Copy out every line exactly, passing over the pictures.

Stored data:
==============================

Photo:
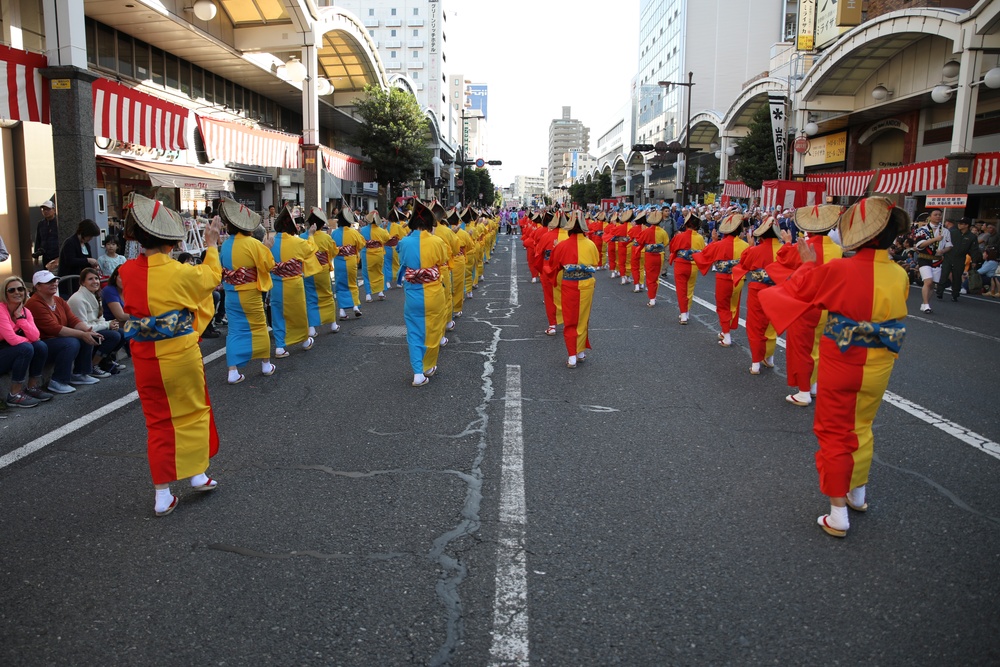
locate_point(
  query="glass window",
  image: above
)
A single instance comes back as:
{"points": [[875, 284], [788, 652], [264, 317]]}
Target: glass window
{"points": [[157, 66], [105, 47], [172, 78]]}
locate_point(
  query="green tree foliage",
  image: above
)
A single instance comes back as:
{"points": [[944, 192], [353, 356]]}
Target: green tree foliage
{"points": [[755, 162], [394, 134]]}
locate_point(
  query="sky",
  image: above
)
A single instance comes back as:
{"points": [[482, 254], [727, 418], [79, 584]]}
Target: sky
{"points": [[537, 57]]}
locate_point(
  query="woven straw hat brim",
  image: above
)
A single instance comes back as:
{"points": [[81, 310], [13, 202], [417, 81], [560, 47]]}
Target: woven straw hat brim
{"points": [[731, 223], [819, 218], [153, 217], [239, 216]]}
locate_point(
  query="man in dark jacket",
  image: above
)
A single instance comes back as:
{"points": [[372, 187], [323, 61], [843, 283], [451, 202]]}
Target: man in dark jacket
{"points": [[963, 242], [47, 235]]}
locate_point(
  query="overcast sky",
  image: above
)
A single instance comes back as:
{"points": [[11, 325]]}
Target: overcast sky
{"points": [[537, 57]]}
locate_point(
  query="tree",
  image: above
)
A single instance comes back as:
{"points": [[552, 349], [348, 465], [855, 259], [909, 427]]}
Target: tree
{"points": [[394, 134], [756, 162]]}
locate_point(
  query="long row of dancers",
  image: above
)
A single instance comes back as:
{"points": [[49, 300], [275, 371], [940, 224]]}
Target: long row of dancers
{"points": [[843, 314]]}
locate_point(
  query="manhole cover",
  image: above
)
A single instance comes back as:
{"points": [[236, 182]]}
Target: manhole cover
{"points": [[387, 331]]}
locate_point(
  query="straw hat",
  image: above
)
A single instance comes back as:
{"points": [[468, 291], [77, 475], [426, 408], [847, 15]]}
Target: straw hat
{"points": [[239, 216], [816, 219], [866, 220], [731, 223], [764, 226], [152, 217]]}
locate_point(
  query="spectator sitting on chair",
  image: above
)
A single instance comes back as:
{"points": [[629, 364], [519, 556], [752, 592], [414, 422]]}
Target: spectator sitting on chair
{"points": [[86, 304], [70, 342], [23, 353], [75, 254], [111, 259]]}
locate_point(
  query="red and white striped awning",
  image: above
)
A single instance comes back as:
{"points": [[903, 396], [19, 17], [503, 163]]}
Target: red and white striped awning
{"points": [[25, 97], [846, 184], [739, 189], [232, 142], [911, 178], [986, 169], [346, 167], [132, 116]]}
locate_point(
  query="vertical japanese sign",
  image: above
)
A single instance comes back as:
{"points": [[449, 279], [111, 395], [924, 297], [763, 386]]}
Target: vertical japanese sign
{"points": [[807, 25], [776, 102]]}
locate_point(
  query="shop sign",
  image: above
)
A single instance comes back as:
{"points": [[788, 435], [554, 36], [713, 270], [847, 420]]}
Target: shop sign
{"points": [[946, 201]]}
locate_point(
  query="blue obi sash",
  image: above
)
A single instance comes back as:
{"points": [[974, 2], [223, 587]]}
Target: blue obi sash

==============================

▶ **Exercise solution**
Photo:
locate_point(
  query="glass window",
  image: above
)
A single instance comes back as:
{"points": [[875, 284], [788, 652], [264, 317]]}
Target: glass window
{"points": [[157, 66], [105, 47], [172, 78]]}
locate_point(
  query="green tree foliage",
  image: above
)
A single instance comes back as:
{"points": [[944, 192], [353, 356]]}
Target: green tree foliage
{"points": [[755, 162], [394, 134]]}
locate_point(
  query="sky",
  image: above
)
A single instance comes back as:
{"points": [[482, 254], [727, 418], [79, 584]]}
Target: sky
{"points": [[537, 57]]}
locate_point(
  query="woven straw hat brim",
  image: above
)
A single instance comes back as:
{"points": [[81, 310], [13, 202], [417, 81], [560, 47]]}
Target: woven straw hat brim
{"points": [[731, 223], [819, 218], [153, 217], [239, 216]]}
locate_point(
  query="man in dark jacket",
  image: above
)
A single instance comes back as:
{"points": [[372, 187], [323, 61], [843, 283], [451, 202]]}
Target: man in dark jacket
{"points": [[963, 242], [47, 235]]}
locate_point(
  query="overcast sky",
  image: above
)
A single instance comes back as:
{"points": [[11, 325]]}
Target: overcast sky
{"points": [[537, 57]]}
locate_point(
  query="tree",
  image: above
)
A single instance comes back as:
{"points": [[552, 349], [348, 465], [855, 259], [909, 427]]}
Target: tree
{"points": [[394, 134], [756, 162]]}
locate_point(
  query="long row of dancers",
  image: above
)
A single instance comes back as:
{"points": [[49, 300], [275, 371], [940, 224]]}
Target: long row of dancers
{"points": [[843, 314]]}
locate_point(
  query="manhole cover",
  image: above
)
A single instance comes back as:
{"points": [[236, 182]]}
Target: manhole cover
{"points": [[387, 331]]}
locate_point(
  query="straw hat",
  image: above
)
A single instance comes back as:
{"points": [[468, 291], [77, 475], [426, 408], [847, 15]]}
Target: straw hat
{"points": [[239, 216], [816, 219], [866, 220], [731, 223], [764, 226], [152, 217]]}
locate_point(
  query="spectator sitting on chair",
  image: above
)
A single instance comes back as:
{"points": [[629, 364], [519, 556], [752, 592], [414, 422]]}
Target: spectator sitting on chair
{"points": [[86, 304], [70, 342], [23, 353], [75, 254], [111, 259]]}
locate_point(
  query="red and white striped awning",
  image: above
)
A single instance comes back as:
{"points": [[903, 396], [19, 17], [503, 163]]}
Target: red and white striped awning
{"points": [[25, 97], [846, 184], [739, 189], [232, 142], [911, 178], [986, 169], [346, 167], [132, 116]]}
locate_point(
  query="vertical japanese sign",
  image: above
)
A single instance comes back as:
{"points": [[449, 279], [111, 395], [924, 297], [763, 386]]}
Target: vertical japanese sign
{"points": [[807, 25], [776, 102]]}
locate_point(
  query="shop sign",
  image: above
)
A single instance comes back as:
{"points": [[788, 435], [554, 36], [713, 270], [847, 420]]}
Target: shop sign
{"points": [[946, 201]]}
locate_point(
  query="blue obi sash",
  image: above
)
A single instance comes back as:
{"points": [[974, 2], [223, 587]]}
Target: blue obi sash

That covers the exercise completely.